+++ TESTO FORNITO +++
Alcuni cercano di contaminare il dialogo interreligioso con argomentazioni estranee al suo ambitoLa polemica scoppiata mesi fa intorno alla cattedrale di Cordoba non è un fatto isolato né una stravaganza sostenuta da un settore di musulmani e laici di sinistra. Assistiamo al tentativo esasperato di spossessare la Chiesa cattolica, non solo di un edificio, ma di qualsiasi cosa che alluda al suo contributo positivo alla storia spagnola.
La creazione di questo “stato di opinione pubblica” fa parte di un processo che affonda le radici nell'origine della transizione spagnola.
La questione è sempre stata all'orizzonte delle aspirazioni delle comunità islamiche, soprattutto di quelle di origine conversa. Ciò che è nuovo è la decisa volontà di coinvolgersi in un dibattito politico sull'espropriazione del tempio, associandosi ad altri settori nella Plataforma Mezquita-Catedral de Córdoba: patrimonio de tod@s.
1. Rivendicazione storica dell'islam in Spagna
L'uso condiviso della cattedrale di Cordoba è considerato da oltre trent'anni un simbolo per molti musulmani. In Spagna ne sono stati promotori l'entità Junta Islámica e il suo presidente, Mansur Escudero (scomparso nel 2013).
La rivendicazione non è quindi nuova e corre parallela allo sviluppo dell'islam in Spagna. La pratica religiosa islamica nella cattedrale è avvenuta in un contesto istituzionale e diplomatico, come gesto di accoglienza nei confronti di vari rappresentanti del mondo arabo islamico nel Paese. Dal 1974 al 1991, re, principi sauditi e dignitari hanno goduto di questo privilegio.
+++
• [COMPITI DA SVOLGERE]
**a.** Rispondi a queste domande sul testo sulla cattedrale di Cordoba, una per riga:
(i) Quale entità, con il suo presidente, ha promosso in Spagna l'uso condiviso della cattedrale?
(ii) In quali anni re, principi sauditi e dignitari hanno goduto del privilegio della pratica religiosa islamica nella cattedrale?
(iii) Come si chiama la piattaforma a cui le comunità islamiche si sono associate con altri settori?
**b.** Prosegui il testo sulla cattedrale di Cordoba partendo dalla sua ultima frase.
+++ DATI DI PARTENZA +++
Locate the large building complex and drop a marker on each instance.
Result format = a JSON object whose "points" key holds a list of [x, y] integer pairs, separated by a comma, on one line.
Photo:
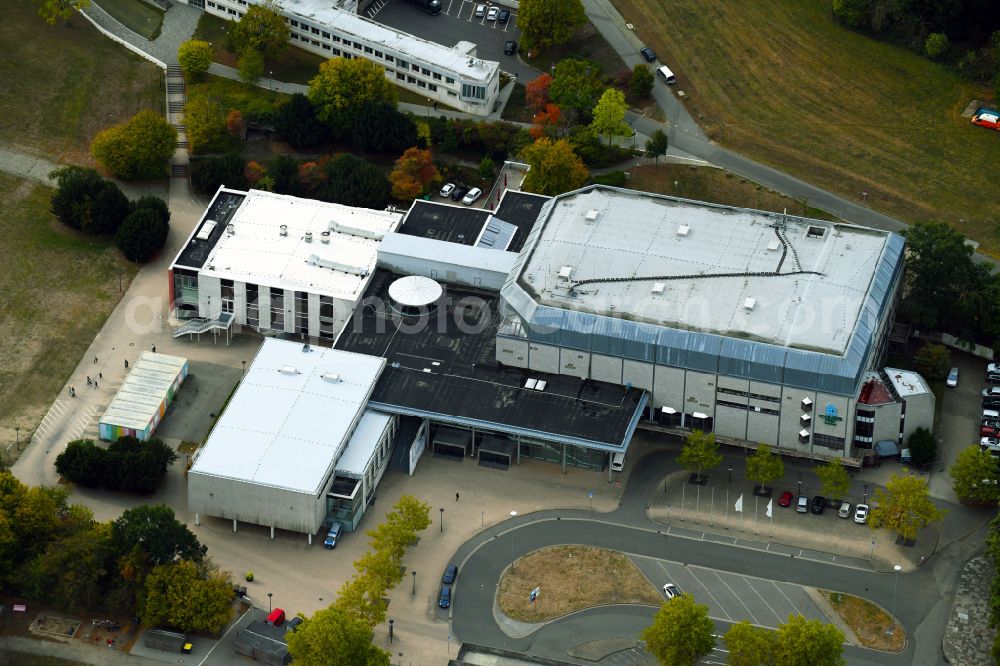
+++
• [RISPOSTE FORNITE]
**a.**
(i) La Junta Islámica, con il suo presidente Mansur Escudero.
(ii) Dal 1974 al 1991.
(iii) Plataforma Mezquita-Catedral de Córdoba: patrimonio de tod@s.

**b.**
Fuori da questo contesto, Junta Islámica ha insistito sul fatto di richiedere che queste eccezioni si trasformassero in qualcosa di “normalizzato”, ovvero che si permettesse de facto l'uso condiviso della cattedrale per tutti i musulmani.
Le autorità ecclesiastiche hanno cercato di far comprendere la natura della cattedrale come tempio cattolico in uso e non come spazio storico desacralizzato. Ciò significa che si tratta di un tempio in cui Cristo, figlio di Dio vivo, è presente nel tabernacolo, cosa che la confessione musulmana rifiuta esplicitamente. Malgrado ciò, la Chiesa non si è mai opposta a che la preghiera si potesse svolgere in modo individuale.
Dopo gli Accordi del 1992 tra lo Stato spagnolo e la confessione islamica, la questione ha subito un cambiamento importante. Di fronte a una religione ufficialmente riconosciuta, Junta Islámica ha ritenuto che la richiesta dell'uso condiviso eccedesse l'ambito del dialogo interreligioso.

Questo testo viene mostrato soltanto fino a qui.